(Kurze Aufgabe 1)
Welche Zeilen der Liste unten enthalten das Wort „blue“? Entnimm jede davon unverändert.

(Seite)
Kassiererin (59) schreit - Räuber ergreift Flucht

Drei Jahre Haft für einen 23-Jährigen: Er hatte eine Netto-Mitarbeiterin mit einer Gaspistole bedroht. Das beeindruckte die Frau zunächst gar nicht.

Kassiererin (59) schreit - Räuber ergreift Flucht
Foto: dpa

Krefeld. Als der Richter eine schwarze Gaspistole aus einer Plastiktüte zieht, atmet die Frau im Zeugenstand schwer aus. Sie kennt die Waffe, weil sie am 24. Juli 2013 in ihren Lauf schauen musste. Die 59-jährige Kassierin des Netto-Markts an der Sternstraße hatte an diesem Tag gegen 22 Uhr einen letzten Kunden, den sie wohl nie vergessen wird. Er zückte die Waffe und sagte nur zwei Worte zu ihr: „Kasse auf!“

Am Ende der Verhandlung sollten Vorsitzender und Schöffen des Landgerichtes zur Überzeugung kommen, dass diese Worte der Angeklagte gesprochen haben muss, ein gedrungener 23-Jähriger mit weichen Gesichtszügen und einem Kotelettenbart. Wegen des versuchten Überfalls und Fahrens ohne Führerschein schickte ihn das Gericht für drei Jahre ins Gefängnis und verhängte eine Geldstrafe von 500 Euro.

„Mit dem Überfall habe ich nichts am Hut“, wehrte sich der junge Mann, der in seiner Kindheit bereits eine Schule für Schwererziehbare besuchte. Allerdings kämpfte er vor Gericht gegen eine erdrückende Beweislast an. Ein V-Mann hatte der Polizei gesteckt, dass sich ein Kumpel des Angeklagten auf der Straße damit gebrüstet habe, dass man zusammen „das Ding bei Netto“ gedreht habe — er im Auto, der 23-Jährige im Laden.

Daraufhin durchsuchte die Polizei die Wohnung des Angeklagten und stellte unter anderem eine Gaspistole, eine Sporttasche, ein gestreiftes T-Shirt und eine Schiebermütze sicher. Quasi die Komplettausrüstung des Überfalls, so wie sie die Kassiererin und ein weiterer Zeuge der Polizei aus der Erinnerung nannten.

Gespeicherte Dateneinträge:
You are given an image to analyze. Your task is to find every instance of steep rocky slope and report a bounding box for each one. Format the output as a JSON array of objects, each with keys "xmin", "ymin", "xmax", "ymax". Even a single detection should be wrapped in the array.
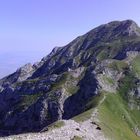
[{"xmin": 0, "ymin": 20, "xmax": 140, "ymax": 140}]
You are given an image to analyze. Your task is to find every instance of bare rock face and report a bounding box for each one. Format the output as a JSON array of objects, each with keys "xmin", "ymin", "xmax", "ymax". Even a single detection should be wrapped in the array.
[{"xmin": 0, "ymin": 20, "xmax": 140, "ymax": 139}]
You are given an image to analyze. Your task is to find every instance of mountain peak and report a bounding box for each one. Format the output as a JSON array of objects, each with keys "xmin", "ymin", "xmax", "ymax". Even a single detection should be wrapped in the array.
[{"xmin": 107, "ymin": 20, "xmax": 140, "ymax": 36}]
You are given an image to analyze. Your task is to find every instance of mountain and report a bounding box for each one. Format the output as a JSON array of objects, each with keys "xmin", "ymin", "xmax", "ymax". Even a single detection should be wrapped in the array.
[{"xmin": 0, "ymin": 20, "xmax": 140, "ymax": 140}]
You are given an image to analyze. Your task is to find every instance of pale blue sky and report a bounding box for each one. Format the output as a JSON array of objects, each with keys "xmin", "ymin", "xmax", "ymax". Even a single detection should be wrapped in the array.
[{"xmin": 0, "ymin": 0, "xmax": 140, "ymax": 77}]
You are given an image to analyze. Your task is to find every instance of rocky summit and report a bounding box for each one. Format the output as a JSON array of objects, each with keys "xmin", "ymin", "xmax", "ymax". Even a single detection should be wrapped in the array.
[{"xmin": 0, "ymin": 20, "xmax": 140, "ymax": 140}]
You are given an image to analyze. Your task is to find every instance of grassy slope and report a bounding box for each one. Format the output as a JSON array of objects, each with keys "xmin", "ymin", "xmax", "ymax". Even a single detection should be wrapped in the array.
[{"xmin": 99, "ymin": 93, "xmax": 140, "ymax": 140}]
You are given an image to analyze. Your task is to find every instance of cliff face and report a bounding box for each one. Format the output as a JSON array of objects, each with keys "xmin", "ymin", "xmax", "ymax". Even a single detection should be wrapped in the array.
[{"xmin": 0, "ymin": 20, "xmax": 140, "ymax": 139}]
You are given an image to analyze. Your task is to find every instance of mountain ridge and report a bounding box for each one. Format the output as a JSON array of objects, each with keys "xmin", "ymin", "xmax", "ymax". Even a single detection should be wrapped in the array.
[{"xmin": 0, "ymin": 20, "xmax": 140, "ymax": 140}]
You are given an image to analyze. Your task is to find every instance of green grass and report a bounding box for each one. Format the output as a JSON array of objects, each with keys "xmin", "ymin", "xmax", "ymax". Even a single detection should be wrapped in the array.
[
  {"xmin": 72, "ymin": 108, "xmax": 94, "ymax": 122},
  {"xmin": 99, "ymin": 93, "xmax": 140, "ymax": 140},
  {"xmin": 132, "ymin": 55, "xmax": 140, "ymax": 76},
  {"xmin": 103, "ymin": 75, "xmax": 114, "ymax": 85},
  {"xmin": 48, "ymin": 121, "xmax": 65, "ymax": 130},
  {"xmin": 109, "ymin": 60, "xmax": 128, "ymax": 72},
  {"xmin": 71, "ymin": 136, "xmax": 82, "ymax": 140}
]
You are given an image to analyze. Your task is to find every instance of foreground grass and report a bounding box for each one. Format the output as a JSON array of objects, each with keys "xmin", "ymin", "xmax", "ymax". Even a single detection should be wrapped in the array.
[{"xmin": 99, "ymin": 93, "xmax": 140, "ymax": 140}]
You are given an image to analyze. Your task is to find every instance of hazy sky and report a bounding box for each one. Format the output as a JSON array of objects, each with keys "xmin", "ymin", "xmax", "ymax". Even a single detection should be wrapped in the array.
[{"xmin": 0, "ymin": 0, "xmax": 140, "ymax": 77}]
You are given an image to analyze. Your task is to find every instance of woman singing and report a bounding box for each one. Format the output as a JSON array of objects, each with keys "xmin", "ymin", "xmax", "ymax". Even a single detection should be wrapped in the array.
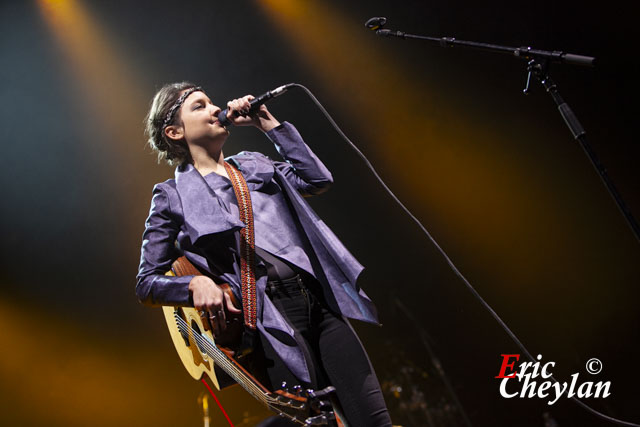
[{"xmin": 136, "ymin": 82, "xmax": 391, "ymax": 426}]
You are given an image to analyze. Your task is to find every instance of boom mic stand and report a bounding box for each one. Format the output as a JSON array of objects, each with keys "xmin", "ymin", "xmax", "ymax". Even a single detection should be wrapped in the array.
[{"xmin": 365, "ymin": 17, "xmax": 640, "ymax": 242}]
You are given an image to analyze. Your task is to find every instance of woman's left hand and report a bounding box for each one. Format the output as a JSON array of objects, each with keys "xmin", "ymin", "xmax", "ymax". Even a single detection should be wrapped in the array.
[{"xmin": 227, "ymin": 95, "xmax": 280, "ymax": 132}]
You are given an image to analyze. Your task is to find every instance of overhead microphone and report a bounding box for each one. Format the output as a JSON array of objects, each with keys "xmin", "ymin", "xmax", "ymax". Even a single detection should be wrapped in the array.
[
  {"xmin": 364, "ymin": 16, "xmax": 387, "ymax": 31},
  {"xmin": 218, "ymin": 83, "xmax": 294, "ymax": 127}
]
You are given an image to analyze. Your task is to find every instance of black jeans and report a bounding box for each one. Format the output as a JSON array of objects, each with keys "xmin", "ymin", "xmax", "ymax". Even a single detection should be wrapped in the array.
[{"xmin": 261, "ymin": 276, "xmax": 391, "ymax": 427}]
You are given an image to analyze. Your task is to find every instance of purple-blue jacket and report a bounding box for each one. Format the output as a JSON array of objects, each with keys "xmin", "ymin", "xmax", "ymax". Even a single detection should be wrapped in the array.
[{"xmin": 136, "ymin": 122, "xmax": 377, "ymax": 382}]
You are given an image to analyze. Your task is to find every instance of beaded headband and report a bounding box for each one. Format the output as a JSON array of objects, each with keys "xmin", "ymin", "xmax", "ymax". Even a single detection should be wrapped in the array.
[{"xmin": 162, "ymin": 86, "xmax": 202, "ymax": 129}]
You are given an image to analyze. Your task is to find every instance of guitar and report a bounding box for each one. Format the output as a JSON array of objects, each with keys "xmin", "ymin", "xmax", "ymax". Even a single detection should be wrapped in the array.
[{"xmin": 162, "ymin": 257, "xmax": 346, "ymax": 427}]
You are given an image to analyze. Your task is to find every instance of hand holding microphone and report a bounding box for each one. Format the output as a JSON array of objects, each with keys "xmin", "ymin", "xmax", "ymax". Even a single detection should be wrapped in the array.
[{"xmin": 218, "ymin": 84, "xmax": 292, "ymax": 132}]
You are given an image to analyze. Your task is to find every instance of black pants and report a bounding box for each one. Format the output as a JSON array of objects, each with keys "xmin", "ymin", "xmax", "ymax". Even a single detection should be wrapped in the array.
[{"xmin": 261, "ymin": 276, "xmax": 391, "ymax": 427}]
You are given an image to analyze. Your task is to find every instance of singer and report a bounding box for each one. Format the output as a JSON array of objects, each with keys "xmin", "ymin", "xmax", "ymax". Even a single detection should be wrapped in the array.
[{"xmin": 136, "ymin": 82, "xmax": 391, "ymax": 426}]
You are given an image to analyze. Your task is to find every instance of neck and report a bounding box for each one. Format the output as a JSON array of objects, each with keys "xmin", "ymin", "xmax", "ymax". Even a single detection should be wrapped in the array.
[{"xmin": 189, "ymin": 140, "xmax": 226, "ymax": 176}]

(Kurze Aufgabe 2)
Zu welcher Strafe verurteilte das Landgericht den 23-Jährigen laut dem Bericht über den versuchten Überfall?

(Schriftliche Lösung 1)
You are given an image to analyze. Your task is to find every instance of pale blue sky and report a bounding box for each one. Format the output as a JSON array of objects, each with keys "xmin", "ymin", "xmax", "ymax". Even a single detection should be wrapped in the array.
You are given an image to analyze. Your task is to find every instance of purple-blue jacket and report a bounding box for each one. Format the output as a JSON array of objects, each with keys "xmin", "ymin", "xmax", "ymax". Even a single detection should be wrapped in the array.

(Schriftliche Lösung 2)
Zu drei Jahren Gefängnis und einer Geldstrafe von 500 Euro.